▶ _Requests_
1. Set down word for word the stretch of the rental car damage thread from "I remember someone" through "cash if at all.".
2. According to the rental car damage thread, what damage did the caller claim the car had when it was returned?
3. Extend the rental car damage thread, picking up after its final line.

▶ _Extract_
# Budget car damage / Viking client services



## none (Jan 15, 2013)

So this is weird. I got a call from a place called Viking client services tell me the rental car I used this past summer in California was returned with $900 in damage to the grill. They emailed me a copy of what appears to be the rental agreement and photos of the car (I think... but it was 6 months ago!). Anyway, the photos of the car look perfect so I don't know what they're going on about.

I remember someone else posting on here about something like this. I'm pretty much of the mind to tell them to screw. Six months is WAY too late even if it was legit (and it's not). Plus I don't exactly need credit - although I have a spotless history. I don't plan on buying a house any time soon and I'll probably buy my next car in cash if at all.

Thoughts?


----------



## carverman (Nov 8, 2010)

▶ _Extracted data_
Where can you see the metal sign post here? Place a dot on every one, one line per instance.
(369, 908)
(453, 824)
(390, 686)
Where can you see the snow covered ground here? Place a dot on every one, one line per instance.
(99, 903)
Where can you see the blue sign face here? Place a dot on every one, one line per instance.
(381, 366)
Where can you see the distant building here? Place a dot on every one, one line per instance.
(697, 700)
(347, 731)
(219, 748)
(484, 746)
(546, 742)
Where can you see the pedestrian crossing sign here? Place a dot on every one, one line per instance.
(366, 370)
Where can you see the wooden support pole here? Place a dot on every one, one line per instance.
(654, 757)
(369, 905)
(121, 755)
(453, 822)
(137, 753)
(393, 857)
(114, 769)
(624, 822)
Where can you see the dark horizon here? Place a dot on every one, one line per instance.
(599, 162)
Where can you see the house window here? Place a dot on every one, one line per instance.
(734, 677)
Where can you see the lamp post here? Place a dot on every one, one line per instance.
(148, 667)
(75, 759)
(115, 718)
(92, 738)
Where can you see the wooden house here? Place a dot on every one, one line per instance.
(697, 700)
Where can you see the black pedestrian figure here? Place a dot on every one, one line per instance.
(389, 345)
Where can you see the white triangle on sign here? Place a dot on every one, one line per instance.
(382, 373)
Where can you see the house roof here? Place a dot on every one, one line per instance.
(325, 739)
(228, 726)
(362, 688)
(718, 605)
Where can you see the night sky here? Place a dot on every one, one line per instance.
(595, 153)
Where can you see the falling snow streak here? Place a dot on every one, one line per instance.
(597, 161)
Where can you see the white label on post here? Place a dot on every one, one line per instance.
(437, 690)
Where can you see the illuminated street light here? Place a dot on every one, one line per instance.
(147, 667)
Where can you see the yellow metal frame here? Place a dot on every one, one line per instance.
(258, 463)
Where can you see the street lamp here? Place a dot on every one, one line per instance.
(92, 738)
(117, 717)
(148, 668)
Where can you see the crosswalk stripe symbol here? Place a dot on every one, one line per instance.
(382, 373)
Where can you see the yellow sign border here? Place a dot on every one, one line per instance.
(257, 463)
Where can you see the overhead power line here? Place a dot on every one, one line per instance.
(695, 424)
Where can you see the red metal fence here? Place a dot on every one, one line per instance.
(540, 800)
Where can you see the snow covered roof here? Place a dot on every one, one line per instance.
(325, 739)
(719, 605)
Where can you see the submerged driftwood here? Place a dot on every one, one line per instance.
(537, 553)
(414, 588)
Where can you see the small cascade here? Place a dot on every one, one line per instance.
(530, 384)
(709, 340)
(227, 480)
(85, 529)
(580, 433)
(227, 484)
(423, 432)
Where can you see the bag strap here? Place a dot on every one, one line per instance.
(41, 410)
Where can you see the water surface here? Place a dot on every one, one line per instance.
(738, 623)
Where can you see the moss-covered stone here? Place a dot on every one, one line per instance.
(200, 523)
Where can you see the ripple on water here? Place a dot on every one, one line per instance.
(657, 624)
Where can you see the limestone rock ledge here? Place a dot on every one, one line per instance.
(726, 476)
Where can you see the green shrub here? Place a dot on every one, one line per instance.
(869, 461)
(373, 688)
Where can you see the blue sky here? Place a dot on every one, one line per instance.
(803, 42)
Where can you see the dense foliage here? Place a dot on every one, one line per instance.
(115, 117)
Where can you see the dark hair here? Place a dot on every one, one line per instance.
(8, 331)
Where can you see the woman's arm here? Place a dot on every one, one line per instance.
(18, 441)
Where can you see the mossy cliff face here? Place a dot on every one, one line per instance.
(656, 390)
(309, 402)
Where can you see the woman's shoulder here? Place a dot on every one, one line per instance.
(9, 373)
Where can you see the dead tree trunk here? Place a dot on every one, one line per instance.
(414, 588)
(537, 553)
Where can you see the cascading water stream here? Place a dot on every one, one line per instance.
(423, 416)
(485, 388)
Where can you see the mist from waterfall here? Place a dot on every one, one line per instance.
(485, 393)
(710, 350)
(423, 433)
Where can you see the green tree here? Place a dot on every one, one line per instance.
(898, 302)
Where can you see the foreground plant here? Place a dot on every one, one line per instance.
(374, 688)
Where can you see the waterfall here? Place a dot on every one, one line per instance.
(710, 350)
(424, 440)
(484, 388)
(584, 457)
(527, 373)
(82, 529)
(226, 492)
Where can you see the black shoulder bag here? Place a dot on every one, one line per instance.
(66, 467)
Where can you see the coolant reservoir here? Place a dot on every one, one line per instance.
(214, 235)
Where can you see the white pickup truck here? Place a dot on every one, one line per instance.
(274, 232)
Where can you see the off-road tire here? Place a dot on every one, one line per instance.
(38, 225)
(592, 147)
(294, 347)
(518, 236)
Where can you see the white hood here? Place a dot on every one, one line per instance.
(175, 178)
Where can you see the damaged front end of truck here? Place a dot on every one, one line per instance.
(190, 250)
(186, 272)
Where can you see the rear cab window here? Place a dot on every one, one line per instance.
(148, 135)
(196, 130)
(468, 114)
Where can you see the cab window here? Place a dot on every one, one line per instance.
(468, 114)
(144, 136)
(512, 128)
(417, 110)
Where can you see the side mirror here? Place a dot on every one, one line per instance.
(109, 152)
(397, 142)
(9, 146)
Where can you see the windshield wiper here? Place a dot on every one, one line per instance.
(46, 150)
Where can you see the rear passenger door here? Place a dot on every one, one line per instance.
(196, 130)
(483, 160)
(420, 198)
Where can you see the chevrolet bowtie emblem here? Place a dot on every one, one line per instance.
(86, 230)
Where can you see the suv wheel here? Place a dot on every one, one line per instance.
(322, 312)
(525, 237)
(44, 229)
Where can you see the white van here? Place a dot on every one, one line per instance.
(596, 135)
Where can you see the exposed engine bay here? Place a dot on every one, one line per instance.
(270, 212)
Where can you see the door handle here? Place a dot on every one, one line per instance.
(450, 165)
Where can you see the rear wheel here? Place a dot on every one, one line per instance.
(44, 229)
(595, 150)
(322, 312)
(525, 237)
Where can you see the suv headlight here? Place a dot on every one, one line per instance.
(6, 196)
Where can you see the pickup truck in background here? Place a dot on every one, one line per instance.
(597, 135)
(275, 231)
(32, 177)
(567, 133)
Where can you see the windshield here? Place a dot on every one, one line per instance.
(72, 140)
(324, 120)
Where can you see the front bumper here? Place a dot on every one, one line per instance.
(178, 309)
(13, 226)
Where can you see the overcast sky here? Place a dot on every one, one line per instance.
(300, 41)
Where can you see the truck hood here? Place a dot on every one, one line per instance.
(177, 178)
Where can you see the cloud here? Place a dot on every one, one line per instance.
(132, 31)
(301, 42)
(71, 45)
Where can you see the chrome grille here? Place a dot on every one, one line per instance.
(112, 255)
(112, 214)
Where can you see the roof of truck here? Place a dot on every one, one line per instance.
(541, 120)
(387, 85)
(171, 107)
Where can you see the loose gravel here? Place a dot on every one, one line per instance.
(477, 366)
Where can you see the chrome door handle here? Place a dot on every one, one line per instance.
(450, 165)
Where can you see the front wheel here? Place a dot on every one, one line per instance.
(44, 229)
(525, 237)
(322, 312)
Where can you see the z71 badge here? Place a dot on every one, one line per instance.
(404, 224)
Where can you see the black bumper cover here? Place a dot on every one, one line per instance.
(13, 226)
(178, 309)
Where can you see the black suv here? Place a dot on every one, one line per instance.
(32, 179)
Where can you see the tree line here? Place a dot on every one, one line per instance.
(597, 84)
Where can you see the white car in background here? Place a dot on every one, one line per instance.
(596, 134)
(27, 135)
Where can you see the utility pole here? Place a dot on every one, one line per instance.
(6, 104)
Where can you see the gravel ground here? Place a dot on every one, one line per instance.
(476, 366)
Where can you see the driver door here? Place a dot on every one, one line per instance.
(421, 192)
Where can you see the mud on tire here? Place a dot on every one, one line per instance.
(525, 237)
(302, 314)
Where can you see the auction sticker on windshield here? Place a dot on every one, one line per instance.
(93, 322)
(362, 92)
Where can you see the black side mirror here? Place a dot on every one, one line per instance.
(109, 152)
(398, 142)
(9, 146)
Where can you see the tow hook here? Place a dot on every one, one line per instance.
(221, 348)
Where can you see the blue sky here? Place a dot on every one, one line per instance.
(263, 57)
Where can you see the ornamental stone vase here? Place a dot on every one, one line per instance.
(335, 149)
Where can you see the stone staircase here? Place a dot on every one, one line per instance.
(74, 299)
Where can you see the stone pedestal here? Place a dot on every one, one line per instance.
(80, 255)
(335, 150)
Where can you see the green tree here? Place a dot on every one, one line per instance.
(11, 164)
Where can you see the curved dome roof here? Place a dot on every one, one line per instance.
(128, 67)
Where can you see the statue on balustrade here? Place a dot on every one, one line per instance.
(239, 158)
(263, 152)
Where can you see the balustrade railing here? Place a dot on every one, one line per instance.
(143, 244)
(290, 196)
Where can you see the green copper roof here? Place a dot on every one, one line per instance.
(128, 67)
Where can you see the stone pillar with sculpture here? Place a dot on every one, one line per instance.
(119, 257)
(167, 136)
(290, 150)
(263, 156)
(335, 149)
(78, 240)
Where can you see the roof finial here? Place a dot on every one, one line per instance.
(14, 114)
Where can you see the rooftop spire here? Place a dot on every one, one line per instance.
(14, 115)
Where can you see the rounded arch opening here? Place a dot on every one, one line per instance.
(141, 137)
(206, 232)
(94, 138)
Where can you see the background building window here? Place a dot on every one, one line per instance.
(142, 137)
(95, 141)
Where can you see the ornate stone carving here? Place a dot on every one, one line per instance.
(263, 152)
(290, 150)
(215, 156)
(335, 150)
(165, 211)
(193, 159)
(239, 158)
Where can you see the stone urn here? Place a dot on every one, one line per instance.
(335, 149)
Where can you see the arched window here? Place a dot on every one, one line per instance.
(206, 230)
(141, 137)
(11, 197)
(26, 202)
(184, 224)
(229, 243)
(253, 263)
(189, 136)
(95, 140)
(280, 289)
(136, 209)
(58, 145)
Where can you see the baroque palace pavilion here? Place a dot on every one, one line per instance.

▶ _Answers_
1.
I remember someone else posting on here about something like this. I'm pretty much of the mind to tell them to screw. Six months is WAY too late even if it was legit (and it's not). Plus I don't exactly need credit - although I have a spotless history. I don't plan on buying a house any time soon and I'll probably buy my next car in cash if at all.

2. $900 in damage to the grill.

3.
none said:


> So this is weird. I got a call from a place called Viking client services tell me the rental car I used this past summer in California was returned with $900 in damage to the grill. They emailed me a copy of what appears to be the rental agreement and photos of the car (I think... but it was 6 months ago!). Anyway, the photos of the car look perfect so I don't know what they're going on about.
> 
> I remember someone else posting on here about something like this. I'm pretty much of the mind to tell them to screw. Six months is WAY too late even if it was legit (and it's not). Plus I don't exactly need credit - although I have a spotless history. I don't plan on buying a house any time soon and I'll probably buy my next car in cash if at all.
> 
> Thoughts?


Did you do a circle check on the vehicle before you handed in the keys to the rental agent? 

Also was the car return to an unattended car rental parking lot, where some other driver could have backed into the front grill of your rental car after you had parked it and returned inside to hand in the keys and sign the agreement.

Lastly, did you pay for the loss damage/collision damage waiver or refused it by initialling the box?

Lots of complaints about Budget and their damage scams. Why do people still rent from these scam artists?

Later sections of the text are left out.